··· LISTING ···

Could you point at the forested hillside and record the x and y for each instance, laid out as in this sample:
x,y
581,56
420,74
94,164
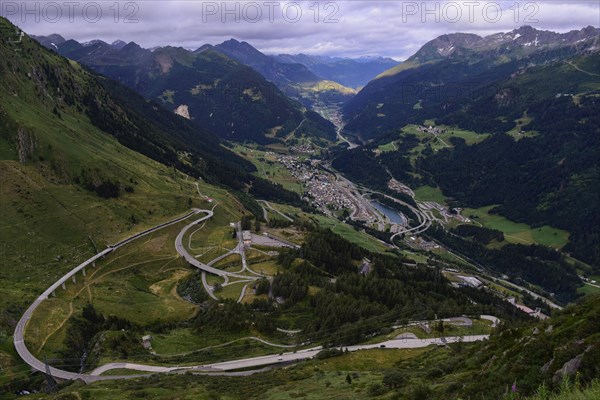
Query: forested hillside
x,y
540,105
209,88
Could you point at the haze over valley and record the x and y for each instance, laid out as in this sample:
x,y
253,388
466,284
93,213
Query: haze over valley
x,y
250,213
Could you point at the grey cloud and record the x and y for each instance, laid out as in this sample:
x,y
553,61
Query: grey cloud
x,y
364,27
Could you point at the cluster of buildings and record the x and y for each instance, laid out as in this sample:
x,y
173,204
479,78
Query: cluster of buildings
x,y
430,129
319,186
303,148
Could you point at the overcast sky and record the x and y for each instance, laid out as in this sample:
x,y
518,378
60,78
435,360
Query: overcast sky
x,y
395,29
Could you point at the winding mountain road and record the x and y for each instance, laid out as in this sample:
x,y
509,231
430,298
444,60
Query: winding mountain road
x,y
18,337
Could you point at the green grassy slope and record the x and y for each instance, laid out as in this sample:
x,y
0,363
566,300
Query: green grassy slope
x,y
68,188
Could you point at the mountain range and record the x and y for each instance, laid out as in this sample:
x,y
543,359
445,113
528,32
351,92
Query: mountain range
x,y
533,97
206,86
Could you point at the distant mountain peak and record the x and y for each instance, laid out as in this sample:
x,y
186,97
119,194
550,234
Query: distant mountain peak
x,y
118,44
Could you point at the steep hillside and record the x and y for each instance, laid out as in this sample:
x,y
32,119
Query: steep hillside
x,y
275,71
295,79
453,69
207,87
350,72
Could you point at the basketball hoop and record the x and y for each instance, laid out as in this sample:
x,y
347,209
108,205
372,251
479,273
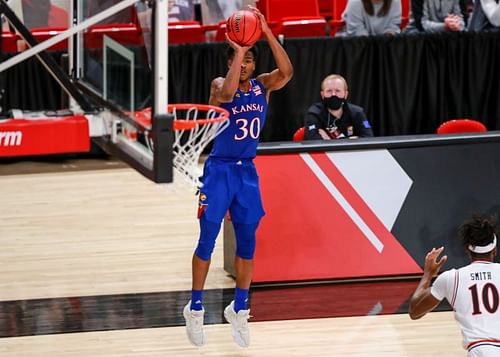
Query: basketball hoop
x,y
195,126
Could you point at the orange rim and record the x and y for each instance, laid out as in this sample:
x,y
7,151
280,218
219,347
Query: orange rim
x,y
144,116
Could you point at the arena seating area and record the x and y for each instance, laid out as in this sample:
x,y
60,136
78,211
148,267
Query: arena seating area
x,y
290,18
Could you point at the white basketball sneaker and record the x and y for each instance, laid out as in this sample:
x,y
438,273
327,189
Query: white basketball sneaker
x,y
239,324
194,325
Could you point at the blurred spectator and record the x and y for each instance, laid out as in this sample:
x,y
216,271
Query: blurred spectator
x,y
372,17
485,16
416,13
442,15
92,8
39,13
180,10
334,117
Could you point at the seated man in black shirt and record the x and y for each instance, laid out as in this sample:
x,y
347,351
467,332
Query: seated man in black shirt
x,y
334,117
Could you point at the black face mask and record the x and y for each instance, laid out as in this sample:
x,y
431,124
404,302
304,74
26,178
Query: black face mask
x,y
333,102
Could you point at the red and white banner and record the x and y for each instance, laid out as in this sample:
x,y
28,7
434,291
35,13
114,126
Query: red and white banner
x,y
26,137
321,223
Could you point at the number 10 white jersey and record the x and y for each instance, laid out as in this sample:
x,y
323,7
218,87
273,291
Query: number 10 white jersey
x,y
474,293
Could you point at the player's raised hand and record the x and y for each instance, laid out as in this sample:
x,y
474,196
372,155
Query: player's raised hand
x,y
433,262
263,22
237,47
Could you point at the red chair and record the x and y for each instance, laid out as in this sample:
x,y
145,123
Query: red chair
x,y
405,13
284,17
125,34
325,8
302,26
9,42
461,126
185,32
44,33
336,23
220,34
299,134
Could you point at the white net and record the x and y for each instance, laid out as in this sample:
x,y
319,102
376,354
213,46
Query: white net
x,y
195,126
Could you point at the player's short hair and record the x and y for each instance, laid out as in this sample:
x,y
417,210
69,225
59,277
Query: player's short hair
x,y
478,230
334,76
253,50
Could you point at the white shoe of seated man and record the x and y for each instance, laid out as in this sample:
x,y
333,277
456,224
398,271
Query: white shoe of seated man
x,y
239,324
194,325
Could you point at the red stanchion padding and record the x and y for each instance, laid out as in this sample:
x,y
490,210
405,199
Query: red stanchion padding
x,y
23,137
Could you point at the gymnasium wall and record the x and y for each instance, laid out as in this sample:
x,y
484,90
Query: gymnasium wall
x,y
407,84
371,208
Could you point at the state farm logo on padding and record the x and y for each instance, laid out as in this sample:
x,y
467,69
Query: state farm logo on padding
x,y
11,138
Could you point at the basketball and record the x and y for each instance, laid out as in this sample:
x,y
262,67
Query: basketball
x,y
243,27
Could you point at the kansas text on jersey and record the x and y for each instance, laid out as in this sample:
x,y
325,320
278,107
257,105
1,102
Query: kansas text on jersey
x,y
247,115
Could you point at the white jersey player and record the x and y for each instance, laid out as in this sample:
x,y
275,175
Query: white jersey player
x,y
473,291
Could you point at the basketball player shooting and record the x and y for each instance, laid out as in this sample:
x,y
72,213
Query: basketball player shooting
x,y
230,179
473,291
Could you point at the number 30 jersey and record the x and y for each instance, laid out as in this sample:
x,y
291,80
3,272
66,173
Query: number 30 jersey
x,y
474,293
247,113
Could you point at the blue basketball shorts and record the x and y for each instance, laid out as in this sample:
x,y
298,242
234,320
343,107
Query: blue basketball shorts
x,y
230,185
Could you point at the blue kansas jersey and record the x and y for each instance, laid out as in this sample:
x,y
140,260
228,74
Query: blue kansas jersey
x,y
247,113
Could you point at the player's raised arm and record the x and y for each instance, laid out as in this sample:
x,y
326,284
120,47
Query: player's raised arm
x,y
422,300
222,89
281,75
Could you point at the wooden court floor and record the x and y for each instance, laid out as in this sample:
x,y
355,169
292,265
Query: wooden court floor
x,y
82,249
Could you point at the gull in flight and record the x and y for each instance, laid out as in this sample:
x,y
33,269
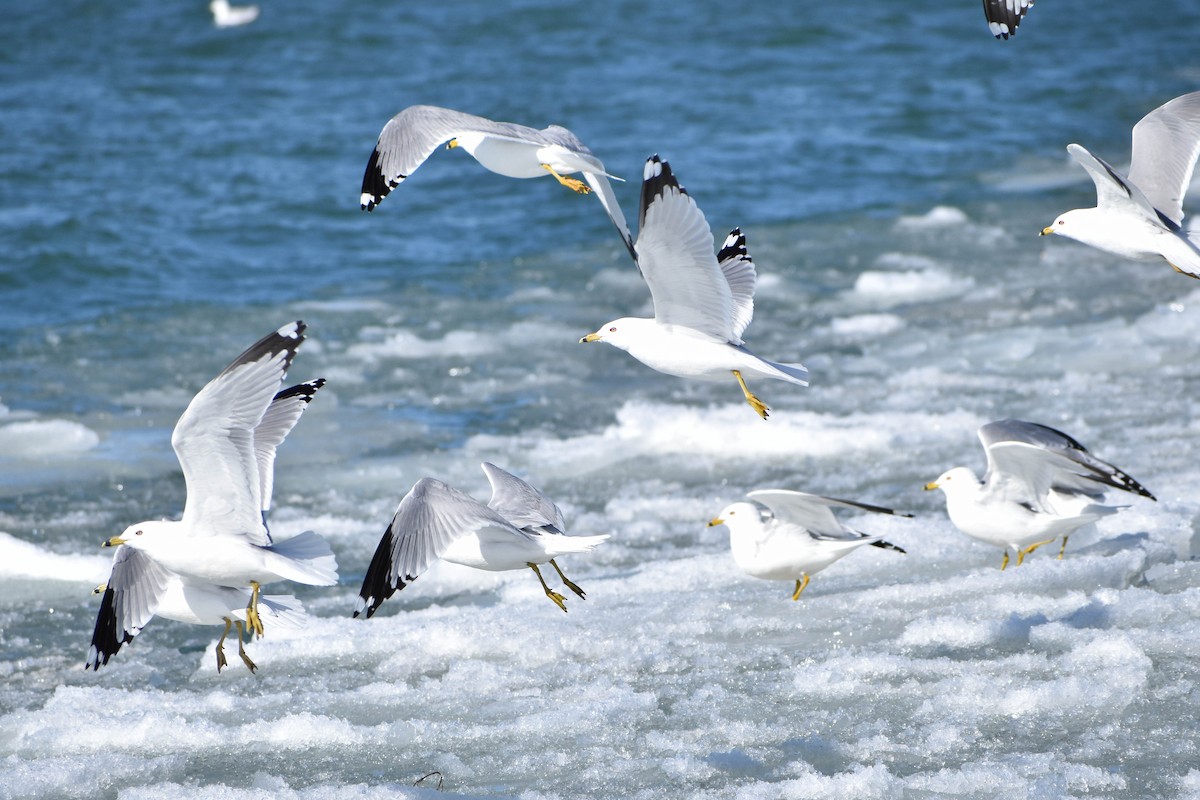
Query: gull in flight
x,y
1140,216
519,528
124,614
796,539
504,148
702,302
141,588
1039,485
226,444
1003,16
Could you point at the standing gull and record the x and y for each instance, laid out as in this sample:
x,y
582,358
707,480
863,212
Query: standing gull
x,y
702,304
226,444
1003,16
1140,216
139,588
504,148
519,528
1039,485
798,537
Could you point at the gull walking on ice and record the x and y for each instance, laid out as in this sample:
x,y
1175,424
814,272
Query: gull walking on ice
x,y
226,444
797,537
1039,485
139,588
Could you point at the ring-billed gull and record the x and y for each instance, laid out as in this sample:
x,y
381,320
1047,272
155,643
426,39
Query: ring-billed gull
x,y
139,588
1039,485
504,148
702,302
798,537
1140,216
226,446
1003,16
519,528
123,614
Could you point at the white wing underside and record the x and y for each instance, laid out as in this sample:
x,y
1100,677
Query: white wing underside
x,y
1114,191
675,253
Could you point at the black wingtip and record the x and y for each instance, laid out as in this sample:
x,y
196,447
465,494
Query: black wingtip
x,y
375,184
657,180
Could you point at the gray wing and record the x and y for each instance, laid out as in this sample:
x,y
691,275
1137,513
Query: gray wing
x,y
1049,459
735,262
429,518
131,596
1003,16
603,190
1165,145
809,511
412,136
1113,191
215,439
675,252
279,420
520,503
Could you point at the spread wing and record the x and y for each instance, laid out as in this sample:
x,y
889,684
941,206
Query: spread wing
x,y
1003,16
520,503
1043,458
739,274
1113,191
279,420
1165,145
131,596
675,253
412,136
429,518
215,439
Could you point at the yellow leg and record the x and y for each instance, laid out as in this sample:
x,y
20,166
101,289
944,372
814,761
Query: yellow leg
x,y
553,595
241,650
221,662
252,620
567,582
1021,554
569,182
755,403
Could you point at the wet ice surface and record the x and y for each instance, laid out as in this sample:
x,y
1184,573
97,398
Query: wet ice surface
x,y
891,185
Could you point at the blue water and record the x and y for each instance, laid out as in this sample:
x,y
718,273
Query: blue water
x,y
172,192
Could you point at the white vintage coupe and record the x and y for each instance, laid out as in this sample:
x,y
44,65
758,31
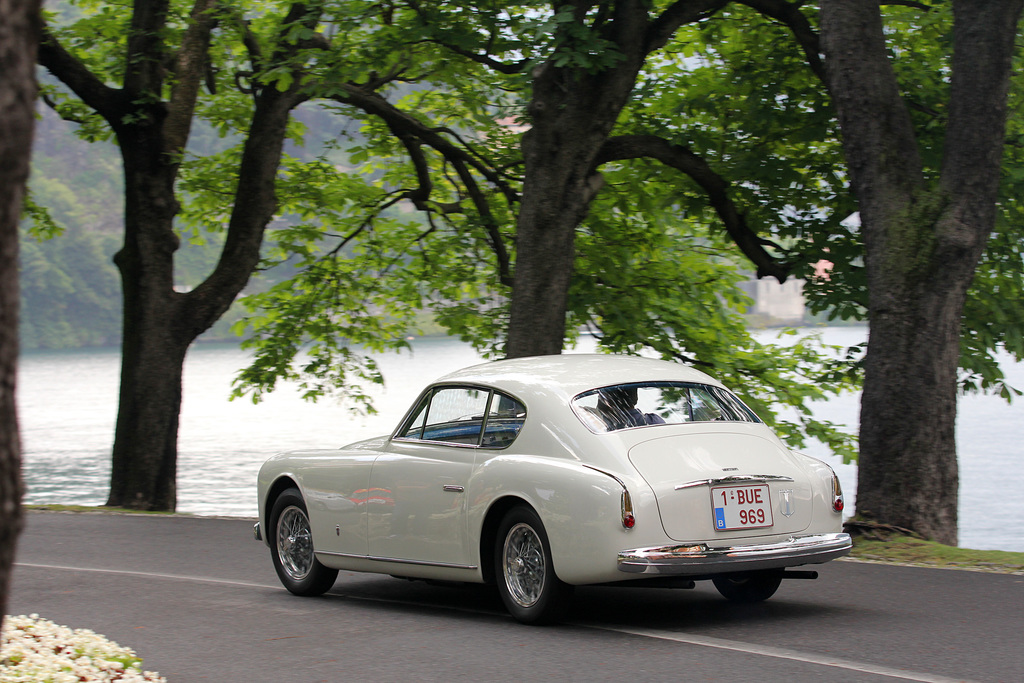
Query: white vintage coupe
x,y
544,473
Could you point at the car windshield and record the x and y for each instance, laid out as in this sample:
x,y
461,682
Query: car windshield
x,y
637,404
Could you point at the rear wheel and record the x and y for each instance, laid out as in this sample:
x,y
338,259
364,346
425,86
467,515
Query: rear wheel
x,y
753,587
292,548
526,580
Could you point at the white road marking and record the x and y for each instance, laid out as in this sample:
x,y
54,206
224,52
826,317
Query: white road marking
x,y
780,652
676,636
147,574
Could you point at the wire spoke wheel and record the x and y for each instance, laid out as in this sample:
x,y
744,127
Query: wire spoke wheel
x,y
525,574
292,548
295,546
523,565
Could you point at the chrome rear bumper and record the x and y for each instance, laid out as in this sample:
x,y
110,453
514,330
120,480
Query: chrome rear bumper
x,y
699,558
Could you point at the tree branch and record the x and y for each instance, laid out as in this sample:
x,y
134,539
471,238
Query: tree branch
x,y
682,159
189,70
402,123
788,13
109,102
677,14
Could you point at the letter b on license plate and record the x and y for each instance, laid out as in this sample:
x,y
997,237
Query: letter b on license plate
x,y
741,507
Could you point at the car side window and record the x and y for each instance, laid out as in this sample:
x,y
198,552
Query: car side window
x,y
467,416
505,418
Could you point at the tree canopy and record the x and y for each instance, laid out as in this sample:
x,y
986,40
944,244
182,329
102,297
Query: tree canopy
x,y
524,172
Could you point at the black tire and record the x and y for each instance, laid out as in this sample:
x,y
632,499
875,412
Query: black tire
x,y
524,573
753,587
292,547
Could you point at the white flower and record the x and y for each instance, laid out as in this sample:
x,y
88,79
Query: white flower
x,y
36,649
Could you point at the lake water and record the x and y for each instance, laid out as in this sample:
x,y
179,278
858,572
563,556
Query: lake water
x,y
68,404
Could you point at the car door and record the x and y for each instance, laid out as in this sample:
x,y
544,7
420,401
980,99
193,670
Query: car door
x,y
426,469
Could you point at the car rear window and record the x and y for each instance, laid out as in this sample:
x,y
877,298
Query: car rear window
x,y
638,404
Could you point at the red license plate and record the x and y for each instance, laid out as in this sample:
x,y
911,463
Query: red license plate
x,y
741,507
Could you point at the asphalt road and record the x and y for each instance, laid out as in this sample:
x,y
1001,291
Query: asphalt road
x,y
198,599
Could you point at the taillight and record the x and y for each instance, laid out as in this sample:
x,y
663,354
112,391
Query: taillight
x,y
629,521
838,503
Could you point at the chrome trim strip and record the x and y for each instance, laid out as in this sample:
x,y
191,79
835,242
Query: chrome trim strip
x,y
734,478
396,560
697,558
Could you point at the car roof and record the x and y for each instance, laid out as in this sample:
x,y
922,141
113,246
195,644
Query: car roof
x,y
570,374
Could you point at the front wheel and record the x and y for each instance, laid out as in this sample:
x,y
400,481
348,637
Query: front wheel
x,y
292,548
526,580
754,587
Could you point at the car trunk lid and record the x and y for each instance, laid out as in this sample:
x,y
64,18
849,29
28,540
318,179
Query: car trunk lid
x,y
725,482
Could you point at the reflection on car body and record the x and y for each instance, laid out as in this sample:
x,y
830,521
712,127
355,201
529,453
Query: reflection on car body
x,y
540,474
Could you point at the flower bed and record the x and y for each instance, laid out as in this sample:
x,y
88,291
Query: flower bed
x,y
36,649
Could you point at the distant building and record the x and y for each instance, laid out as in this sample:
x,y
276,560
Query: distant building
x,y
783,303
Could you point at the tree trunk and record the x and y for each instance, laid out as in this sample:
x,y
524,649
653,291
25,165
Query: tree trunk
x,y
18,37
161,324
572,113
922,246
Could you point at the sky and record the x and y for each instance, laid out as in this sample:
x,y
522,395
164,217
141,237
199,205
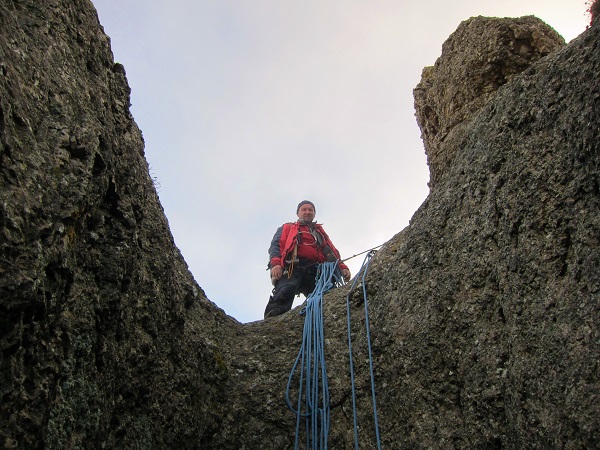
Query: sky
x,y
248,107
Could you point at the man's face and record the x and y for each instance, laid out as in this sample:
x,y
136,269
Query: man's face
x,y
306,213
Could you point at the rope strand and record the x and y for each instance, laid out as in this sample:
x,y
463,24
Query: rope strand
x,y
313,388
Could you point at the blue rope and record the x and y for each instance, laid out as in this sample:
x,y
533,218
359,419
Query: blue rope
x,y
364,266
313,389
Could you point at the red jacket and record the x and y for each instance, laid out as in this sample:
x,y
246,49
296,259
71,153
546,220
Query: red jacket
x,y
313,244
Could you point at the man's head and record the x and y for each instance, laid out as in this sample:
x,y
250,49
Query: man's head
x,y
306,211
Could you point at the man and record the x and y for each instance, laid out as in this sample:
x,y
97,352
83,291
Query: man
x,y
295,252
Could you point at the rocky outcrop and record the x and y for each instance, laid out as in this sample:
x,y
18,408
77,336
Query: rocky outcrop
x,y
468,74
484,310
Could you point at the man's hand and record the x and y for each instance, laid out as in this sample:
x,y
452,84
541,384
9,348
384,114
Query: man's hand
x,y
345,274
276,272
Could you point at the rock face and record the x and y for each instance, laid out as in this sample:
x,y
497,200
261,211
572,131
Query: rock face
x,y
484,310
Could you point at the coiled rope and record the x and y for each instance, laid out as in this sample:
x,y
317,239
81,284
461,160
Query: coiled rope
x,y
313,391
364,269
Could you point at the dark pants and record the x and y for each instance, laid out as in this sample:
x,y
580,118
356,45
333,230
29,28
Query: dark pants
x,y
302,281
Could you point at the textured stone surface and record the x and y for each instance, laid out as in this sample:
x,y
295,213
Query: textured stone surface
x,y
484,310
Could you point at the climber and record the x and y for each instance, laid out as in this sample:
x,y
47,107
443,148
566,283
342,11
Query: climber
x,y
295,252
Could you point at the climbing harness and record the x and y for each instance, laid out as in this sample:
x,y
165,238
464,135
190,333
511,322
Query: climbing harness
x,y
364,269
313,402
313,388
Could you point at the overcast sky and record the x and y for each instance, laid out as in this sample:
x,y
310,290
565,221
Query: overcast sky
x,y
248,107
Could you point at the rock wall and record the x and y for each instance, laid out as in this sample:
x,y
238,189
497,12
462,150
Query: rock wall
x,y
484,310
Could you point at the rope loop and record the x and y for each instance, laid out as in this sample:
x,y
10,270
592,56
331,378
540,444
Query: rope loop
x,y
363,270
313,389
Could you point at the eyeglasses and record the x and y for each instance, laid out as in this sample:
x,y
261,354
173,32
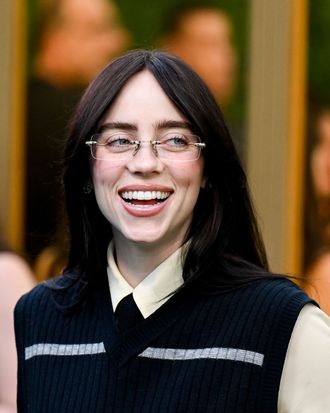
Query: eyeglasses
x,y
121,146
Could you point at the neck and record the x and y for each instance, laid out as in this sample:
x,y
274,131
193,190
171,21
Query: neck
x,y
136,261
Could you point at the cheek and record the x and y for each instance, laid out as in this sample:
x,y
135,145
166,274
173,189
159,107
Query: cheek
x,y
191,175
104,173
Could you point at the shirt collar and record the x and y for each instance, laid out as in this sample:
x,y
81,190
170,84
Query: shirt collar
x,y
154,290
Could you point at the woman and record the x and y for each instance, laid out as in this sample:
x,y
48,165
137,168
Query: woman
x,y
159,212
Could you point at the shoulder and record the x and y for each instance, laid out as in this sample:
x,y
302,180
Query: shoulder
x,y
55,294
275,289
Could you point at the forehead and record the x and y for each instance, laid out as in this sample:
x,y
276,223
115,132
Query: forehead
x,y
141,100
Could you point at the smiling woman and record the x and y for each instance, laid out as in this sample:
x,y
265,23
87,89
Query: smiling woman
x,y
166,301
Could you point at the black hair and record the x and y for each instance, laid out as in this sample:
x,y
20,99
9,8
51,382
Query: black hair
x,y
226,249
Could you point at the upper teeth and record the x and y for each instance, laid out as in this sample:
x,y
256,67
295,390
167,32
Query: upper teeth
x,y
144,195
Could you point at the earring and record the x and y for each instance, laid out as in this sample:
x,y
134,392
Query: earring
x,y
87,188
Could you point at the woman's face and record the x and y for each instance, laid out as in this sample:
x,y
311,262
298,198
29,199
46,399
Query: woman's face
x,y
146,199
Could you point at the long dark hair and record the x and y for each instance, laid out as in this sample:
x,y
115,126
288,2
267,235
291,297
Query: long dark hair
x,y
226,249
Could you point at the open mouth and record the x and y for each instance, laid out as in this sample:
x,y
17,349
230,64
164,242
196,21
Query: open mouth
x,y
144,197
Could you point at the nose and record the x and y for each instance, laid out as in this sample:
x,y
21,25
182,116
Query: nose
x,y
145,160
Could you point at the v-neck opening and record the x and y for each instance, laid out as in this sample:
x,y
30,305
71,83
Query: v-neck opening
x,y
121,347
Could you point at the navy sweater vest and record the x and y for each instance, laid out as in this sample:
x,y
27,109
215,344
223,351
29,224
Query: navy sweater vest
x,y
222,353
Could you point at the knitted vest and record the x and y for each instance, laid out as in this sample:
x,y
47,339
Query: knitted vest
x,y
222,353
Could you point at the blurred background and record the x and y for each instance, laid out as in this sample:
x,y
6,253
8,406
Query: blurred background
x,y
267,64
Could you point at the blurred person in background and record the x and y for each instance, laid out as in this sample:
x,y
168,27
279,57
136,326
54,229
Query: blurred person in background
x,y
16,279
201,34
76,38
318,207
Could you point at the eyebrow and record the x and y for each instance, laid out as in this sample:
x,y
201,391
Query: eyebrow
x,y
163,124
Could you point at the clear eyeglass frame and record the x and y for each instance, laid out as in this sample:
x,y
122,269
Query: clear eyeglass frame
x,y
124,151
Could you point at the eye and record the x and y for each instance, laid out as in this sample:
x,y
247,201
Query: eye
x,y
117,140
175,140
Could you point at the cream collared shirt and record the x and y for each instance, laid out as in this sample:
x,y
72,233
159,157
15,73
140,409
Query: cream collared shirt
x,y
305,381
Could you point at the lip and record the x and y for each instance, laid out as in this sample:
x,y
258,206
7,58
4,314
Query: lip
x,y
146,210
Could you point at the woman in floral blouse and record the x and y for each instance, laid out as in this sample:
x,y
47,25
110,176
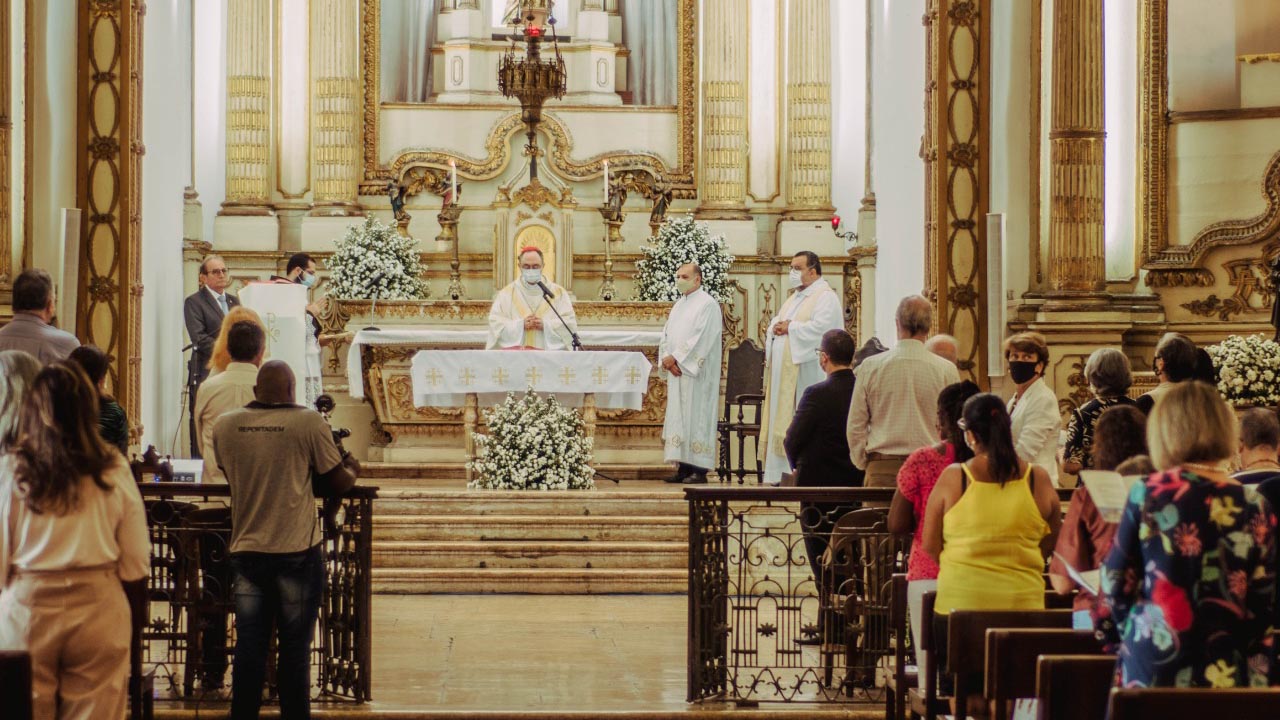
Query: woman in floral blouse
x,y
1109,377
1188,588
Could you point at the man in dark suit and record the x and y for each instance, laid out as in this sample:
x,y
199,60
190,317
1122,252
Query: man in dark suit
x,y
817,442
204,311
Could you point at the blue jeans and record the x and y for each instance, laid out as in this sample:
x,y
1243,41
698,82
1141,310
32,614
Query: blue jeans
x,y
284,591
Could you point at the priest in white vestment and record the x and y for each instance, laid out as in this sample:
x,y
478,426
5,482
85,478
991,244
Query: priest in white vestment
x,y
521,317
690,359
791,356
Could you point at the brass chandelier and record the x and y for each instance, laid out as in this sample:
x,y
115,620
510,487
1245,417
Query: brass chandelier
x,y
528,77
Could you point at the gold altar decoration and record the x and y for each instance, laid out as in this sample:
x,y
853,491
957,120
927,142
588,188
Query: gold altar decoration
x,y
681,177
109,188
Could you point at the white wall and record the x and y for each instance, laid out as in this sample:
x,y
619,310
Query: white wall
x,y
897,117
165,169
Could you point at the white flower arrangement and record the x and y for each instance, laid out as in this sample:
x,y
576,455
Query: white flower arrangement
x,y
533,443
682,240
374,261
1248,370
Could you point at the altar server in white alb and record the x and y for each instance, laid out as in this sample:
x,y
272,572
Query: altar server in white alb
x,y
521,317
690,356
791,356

···

With pictures left out, extract the lines from the one containing "Could you point at the woman in" to the end of the material above, both included, exactly as written.

Could you point at the woman in floral blouse and record the x and y for each instance, laid out as in this sample:
x,y
47,25
110,176
Query: woman in floral blouse
x,y
1109,377
1188,588
Could you point at the man in dark suit and record the x and y for each instance, laid out as in this sample:
x,y
199,60
190,317
1122,252
Query: man in dark suit
x,y
817,442
204,311
Could you point at the blue jeans and record the x and y for each instance, laid out as in this sample:
x,y
1243,41
698,82
1141,310
32,614
Query: blue jeans
x,y
284,591
Could you point at the priest in white vestment and record the x and y for each instance, laid out as in this sample:
x,y
478,426
5,482
85,478
991,244
Query: priest in white vestment
x,y
521,317
690,359
791,356
Could you point at the brass chandelier and record the x and y for each instance, laid out as in this sample:
x,y
115,620
510,487
1245,417
Query: brass chandelier
x,y
528,77
Could you point at the gold altar decoration and record the x and y for each instance, laid out as in this sample:
x,y
853,491
957,120
927,142
588,188
Query: gold altar decoration
x,y
681,177
109,188
Could you point at the white wall and record the x and y for each instance, laid out as in this sample:
x,y
619,310
Query: white wall
x,y
897,117
165,169
Could you point at the white flower arrangement and record the x and y for each instance, laid out as in this sample:
x,y
576,455
Query: white flower arrangement
x,y
533,443
682,240
374,261
1248,370
Could you point at the altar server in white alb and record the x and y for each instance, laid out as in this sample:
x,y
272,572
Query: altar server in white alb
x,y
521,317
690,356
791,356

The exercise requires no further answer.